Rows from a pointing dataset
-- start --

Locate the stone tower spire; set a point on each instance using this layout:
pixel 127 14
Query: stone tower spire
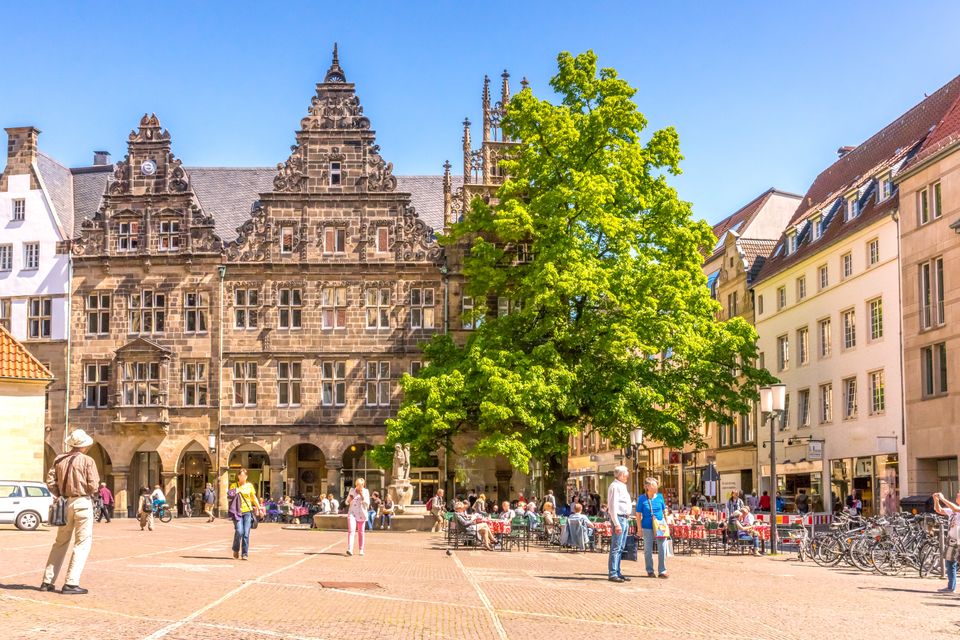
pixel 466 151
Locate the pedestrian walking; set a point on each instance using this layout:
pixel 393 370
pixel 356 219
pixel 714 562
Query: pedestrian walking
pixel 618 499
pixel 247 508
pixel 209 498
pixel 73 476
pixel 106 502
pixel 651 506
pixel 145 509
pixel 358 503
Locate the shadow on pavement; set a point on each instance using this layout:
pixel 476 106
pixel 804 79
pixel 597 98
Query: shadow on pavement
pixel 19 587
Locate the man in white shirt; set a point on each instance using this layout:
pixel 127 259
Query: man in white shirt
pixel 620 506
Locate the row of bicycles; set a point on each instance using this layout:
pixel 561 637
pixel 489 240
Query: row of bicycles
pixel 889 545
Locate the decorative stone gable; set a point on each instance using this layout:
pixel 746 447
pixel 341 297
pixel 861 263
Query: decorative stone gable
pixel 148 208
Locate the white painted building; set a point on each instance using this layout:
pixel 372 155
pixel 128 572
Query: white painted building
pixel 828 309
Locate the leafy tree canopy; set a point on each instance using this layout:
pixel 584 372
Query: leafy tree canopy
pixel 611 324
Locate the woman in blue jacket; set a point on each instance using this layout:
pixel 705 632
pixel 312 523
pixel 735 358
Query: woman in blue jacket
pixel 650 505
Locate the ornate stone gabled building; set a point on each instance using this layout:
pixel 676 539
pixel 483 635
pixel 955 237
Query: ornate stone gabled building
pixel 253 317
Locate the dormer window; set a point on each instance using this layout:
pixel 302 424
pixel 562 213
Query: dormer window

-- end --

> To be done
Type out all of the records above again word for word, leaving out the pictures.

> Full output
Locate the stone tower spire; set a point on each instance using this layout:
pixel 127 14
Query: stone tower spire
pixel 466 151
Locate the pedestrian walking; set a point on each instance using this layout:
pixel 393 370
pixel 356 219
pixel 714 562
Query: pedestrian walking
pixel 618 499
pixel 247 508
pixel 209 498
pixel 73 476
pixel 106 502
pixel 651 506
pixel 145 509
pixel 358 503
Locate the shadow on pavement; set a point on each instance using this layout:
pixel 476 106
pixel 804 79
pixel 597 98
Query: shadow on pavement
pixel 19 587
Locate the man in white shirt; set a point on each instance using this layout:
pixel 127 259
Query: man in white shirt
pixel 620 506
Locate the row of bicycles; set a point on each instance using this layout:
pixel 561 637
pixel 489 240
Query: row of bicycles
pixel 889 545
Locate the decorative stone gable; set a point on each instance using this layout:
pixel 746 447
pixel 341 297
pixel 861 263
Query: decorative stone gable
pixel 148 208
Locate the white painted building; set a point on each instance using this layout:
pixel 372 155
pixel 128 572
Query: white painted building
pixel 828 309
Locate the leafy tree canopy; set a point on each instance using this layout:
pixel 584 372
Query: leafy tree canopy
pixel 611 324
Locate the woman in blue jacket; set a point on each instance using this layout:
pixel 705 632
pixel 312 523
pixel 735 358
Query: woman in blue jacket
pixel 650 505
Locate the ornate stone gabled building; set a point on each instance using this layout:
pixel 676 539
pixel 483 635
pixel 955 237
Query: ornate stone gabled building
pixel 253 317
Locate the dormer window; set a point on each instance using this layout:
pixel 302 424
pixel 562 213
Query: dormer window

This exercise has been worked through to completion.